Short task: From the records below, pull out every line that contains the string "paved" and copy each of those lines unchanged. The match is case-sensitive.

Annotation data for object locations
++++

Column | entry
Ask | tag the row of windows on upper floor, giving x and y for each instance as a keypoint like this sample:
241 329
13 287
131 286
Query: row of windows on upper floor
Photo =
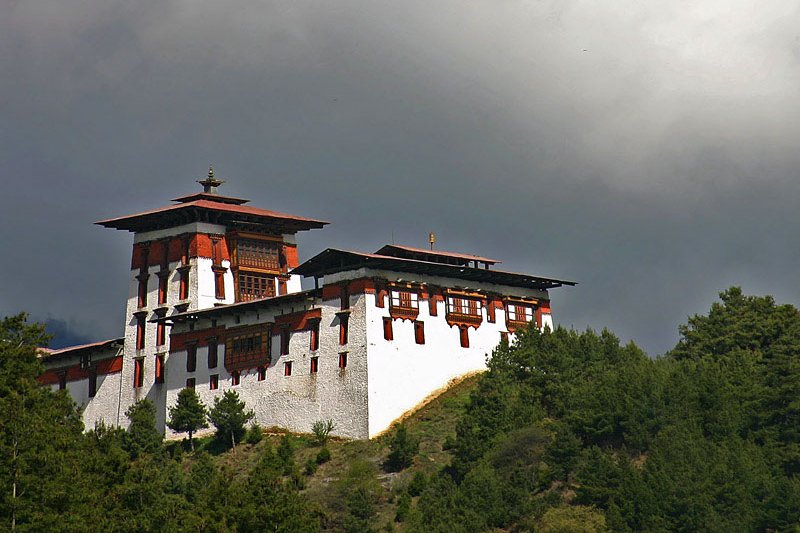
406 303
249 285
261 370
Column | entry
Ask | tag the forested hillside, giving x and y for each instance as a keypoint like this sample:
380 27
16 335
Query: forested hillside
567 431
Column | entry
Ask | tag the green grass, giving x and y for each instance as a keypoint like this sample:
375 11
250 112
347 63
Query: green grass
431 425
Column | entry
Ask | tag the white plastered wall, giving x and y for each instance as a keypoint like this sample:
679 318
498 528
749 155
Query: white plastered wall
293 402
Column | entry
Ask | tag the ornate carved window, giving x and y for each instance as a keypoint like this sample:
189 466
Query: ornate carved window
254 286
252 253
247 347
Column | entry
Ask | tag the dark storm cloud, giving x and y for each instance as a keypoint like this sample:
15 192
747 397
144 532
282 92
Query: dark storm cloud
646 150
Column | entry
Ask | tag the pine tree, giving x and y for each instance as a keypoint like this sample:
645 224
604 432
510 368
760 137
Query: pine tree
142 437
188 414
229 417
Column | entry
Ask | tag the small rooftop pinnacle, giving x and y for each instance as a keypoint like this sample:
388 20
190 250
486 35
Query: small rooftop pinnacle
211 183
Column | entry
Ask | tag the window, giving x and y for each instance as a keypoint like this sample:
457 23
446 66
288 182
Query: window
93 384
163 277
247 347
258 254
161 334
314 342
183 292
219 282
191 358
343 320
419 332
464 335
140 332
159 368
142 292
255 286
285 334
138 372
212 354
388 334
405 300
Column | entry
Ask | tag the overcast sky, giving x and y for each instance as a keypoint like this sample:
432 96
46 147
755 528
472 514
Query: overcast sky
648 150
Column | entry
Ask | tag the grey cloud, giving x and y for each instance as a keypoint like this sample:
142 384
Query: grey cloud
646 150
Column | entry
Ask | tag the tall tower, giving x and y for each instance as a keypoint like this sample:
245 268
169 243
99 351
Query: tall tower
204 250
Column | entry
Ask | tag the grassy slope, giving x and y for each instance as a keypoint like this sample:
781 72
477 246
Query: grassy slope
432 425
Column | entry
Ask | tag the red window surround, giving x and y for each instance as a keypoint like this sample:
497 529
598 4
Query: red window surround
419 332
138 372
343 323
159 368
388 333
191 358
464 336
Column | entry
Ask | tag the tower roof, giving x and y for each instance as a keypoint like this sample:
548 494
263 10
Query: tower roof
210 206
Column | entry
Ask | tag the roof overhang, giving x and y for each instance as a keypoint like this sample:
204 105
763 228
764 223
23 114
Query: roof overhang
334 260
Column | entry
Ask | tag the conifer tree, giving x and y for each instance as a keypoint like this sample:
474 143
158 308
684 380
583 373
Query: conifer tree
188 414
142 437
229 416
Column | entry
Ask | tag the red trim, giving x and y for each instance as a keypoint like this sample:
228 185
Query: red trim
179 341
301 320
76 373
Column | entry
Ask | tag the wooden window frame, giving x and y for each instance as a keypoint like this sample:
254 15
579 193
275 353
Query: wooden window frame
213 353
93 383
419 332
138 372
159 368
388 329
191 357
344 321
463 333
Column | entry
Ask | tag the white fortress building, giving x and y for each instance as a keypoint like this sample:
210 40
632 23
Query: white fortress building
215 302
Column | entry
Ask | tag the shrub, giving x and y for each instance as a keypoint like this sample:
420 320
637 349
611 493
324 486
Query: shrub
322 430
403 449
403 508
418 484
323 456
255 435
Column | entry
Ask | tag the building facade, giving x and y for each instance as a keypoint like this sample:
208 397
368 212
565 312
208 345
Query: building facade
215 302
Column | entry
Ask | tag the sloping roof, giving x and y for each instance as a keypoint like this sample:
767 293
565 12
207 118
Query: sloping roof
81 348
409 252
221 310
334 260
205 210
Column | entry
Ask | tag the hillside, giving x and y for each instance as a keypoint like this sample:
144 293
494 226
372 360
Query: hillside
566 432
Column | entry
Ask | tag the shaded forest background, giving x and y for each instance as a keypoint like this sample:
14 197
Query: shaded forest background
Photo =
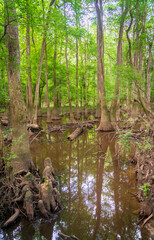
58 55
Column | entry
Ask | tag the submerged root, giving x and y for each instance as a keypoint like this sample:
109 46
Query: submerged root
12 218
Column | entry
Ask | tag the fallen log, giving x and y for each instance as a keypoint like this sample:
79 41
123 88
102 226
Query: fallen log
28 204
75 134
12 218
65 237
42 209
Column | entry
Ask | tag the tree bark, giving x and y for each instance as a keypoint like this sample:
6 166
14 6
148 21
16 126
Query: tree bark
116 101
21 159
105 123
55 94
46 80
85 82
67 70
29 96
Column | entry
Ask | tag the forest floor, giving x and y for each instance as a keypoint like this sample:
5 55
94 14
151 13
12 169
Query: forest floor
138 133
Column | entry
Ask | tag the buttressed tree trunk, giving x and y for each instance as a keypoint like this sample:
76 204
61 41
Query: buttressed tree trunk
20 143
105 123
148 73
115 106
29 98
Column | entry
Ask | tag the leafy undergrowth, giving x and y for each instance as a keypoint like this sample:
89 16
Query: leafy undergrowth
137 136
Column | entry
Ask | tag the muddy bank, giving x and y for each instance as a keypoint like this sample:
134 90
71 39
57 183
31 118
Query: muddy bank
140 135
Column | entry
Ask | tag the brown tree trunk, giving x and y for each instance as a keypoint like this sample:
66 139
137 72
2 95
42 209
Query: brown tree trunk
46 80
20 159
105 123
77 79
148 74
55 94
37 89
85 82
116 101
29 96
40 65
67 69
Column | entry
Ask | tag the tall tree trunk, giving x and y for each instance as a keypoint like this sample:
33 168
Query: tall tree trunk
29 96
46 80
20 144
77 79
67 70
148 74
40 65
116 101
105 123
55 94
85 82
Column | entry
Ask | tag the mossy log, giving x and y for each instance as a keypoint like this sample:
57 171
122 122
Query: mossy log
35 195
42 208
12 218
47 196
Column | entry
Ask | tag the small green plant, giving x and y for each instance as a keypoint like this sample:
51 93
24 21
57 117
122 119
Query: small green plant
145 188
145 144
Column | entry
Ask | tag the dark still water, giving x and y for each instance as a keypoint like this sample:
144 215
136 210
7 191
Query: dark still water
96 184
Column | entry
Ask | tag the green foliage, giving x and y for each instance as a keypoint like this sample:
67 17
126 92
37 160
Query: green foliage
124 139
145 188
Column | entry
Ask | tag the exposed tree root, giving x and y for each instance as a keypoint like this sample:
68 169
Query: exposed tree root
12 218
75 134
32 193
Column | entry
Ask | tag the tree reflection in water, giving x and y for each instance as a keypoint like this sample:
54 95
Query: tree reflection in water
95 185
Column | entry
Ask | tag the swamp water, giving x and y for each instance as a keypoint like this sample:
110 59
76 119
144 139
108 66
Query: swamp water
96 184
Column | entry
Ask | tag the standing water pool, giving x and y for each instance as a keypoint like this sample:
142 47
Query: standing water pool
97 186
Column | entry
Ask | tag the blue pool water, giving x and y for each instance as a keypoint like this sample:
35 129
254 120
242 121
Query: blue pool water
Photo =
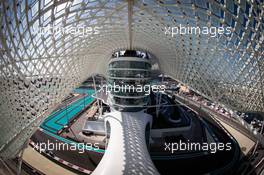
58 119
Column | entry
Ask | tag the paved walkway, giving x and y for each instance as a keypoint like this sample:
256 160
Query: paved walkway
43 164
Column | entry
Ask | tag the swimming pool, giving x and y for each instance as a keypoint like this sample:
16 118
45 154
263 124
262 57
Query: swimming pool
58 119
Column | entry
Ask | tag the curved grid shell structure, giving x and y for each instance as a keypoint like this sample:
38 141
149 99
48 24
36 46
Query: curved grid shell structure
38 70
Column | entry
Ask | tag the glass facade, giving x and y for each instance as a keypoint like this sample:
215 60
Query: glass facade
129 77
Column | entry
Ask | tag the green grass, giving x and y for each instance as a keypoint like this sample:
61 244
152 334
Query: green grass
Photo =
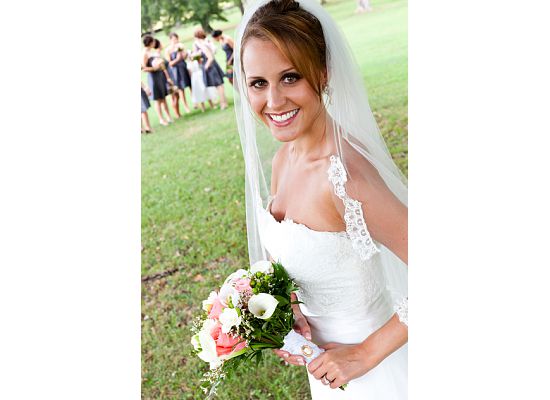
193 218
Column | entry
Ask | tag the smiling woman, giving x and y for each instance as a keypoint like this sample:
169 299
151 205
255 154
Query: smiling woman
278 93
327 201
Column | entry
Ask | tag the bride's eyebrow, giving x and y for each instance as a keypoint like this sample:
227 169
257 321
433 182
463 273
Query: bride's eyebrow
280 73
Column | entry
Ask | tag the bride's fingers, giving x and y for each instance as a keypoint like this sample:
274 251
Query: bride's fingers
316 368
302 327
293 359
337 383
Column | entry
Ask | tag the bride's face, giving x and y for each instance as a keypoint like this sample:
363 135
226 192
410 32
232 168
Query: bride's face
278 94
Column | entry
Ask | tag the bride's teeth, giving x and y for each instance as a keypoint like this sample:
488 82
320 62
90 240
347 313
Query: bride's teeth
284 117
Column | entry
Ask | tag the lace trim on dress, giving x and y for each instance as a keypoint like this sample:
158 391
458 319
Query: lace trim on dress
356 227
402 310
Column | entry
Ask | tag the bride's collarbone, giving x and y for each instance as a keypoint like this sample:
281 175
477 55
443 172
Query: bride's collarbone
312 208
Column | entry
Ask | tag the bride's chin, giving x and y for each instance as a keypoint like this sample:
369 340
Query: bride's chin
284 136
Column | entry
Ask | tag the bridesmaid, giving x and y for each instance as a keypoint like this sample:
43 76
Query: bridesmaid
176 53
227 46
213 74
145 92
157 79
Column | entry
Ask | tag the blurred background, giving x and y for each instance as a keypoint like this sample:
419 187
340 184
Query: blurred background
193 217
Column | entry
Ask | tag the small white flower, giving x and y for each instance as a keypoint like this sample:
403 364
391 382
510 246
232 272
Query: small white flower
195 341
262 305
262 266
229 318
227 291
207 304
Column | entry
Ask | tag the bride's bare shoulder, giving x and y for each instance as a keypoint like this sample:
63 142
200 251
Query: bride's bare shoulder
276 164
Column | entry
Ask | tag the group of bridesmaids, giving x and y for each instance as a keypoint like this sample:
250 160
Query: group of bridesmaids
171 73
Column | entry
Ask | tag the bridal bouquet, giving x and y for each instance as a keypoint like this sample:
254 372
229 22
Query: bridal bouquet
251 312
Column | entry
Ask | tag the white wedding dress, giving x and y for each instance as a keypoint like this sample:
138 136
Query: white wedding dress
342 288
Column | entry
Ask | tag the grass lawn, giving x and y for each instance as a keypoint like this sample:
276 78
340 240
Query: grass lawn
193 217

++++

Exercise response:
Ask | tag the paved walkway, giving x and y for each instance as a keypoint like this sample:
Query: paved walkway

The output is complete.